◆ TASK INSTRUCTIONS ◆
Filter the entries below and copy every line that contains the string "leaf", treating uppercase and lowercase letters as different.

[Location labeling entries]
'''
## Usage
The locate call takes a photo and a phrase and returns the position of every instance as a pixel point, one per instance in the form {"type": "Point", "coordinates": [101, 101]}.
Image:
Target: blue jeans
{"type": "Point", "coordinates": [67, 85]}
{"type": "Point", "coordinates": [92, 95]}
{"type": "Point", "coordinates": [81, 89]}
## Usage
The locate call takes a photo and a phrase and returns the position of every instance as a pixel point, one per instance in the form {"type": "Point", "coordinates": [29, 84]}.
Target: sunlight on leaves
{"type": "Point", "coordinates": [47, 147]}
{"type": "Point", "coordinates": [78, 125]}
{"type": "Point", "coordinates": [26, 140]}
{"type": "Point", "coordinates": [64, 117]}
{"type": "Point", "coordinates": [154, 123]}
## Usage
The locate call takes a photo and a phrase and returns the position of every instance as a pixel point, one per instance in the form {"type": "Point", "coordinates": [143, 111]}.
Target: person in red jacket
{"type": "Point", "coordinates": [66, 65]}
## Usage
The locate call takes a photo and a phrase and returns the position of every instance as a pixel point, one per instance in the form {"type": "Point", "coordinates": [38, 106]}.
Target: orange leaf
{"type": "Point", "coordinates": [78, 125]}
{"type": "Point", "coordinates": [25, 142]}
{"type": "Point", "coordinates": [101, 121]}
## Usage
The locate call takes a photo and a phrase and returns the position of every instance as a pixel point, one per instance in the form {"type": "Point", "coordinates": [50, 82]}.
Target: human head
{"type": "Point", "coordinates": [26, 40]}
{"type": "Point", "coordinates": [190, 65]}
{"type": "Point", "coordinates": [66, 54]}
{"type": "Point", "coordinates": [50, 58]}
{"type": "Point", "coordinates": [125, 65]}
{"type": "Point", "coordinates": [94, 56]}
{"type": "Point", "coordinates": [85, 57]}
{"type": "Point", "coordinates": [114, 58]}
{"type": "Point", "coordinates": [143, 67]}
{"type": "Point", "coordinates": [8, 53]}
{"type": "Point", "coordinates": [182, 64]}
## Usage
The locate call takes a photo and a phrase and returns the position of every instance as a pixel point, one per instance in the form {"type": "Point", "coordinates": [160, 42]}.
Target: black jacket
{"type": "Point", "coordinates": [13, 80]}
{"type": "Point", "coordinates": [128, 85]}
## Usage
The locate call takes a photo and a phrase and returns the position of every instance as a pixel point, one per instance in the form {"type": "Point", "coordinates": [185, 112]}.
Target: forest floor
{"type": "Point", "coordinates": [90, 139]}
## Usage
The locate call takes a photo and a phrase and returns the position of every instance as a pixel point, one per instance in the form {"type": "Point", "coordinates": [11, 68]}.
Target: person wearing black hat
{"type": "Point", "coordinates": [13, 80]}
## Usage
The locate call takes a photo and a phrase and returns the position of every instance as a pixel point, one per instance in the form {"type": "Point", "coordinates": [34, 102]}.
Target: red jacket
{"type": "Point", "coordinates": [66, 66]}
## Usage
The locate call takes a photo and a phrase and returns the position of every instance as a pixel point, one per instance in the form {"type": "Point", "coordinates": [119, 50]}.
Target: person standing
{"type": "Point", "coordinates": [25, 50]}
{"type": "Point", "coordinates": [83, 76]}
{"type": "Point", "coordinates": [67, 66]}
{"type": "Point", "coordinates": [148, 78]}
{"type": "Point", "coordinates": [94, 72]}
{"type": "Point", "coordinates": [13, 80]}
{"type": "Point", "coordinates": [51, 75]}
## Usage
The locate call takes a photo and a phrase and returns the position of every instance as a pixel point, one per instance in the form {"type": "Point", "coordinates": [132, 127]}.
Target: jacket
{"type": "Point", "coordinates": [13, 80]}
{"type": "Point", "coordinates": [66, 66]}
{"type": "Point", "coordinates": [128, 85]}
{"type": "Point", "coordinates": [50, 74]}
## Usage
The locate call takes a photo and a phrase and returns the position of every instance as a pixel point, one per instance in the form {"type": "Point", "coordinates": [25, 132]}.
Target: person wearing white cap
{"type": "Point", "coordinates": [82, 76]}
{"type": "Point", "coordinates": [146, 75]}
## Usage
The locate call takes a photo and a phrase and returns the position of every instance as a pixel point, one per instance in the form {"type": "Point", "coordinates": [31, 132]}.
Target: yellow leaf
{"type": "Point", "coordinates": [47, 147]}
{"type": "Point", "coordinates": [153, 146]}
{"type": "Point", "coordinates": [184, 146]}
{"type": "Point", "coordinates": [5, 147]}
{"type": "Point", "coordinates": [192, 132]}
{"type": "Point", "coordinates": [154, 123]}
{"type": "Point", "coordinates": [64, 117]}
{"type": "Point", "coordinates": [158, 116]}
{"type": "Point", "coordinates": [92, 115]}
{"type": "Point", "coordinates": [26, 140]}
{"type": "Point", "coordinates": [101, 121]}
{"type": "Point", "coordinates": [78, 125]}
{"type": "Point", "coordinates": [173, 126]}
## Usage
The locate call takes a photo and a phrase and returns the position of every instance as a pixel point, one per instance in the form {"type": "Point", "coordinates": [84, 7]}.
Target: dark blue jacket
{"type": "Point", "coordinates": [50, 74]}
'''
◆ EXERCISE OUTPUT ◆
Target: orange leaf
Target: yellow leaf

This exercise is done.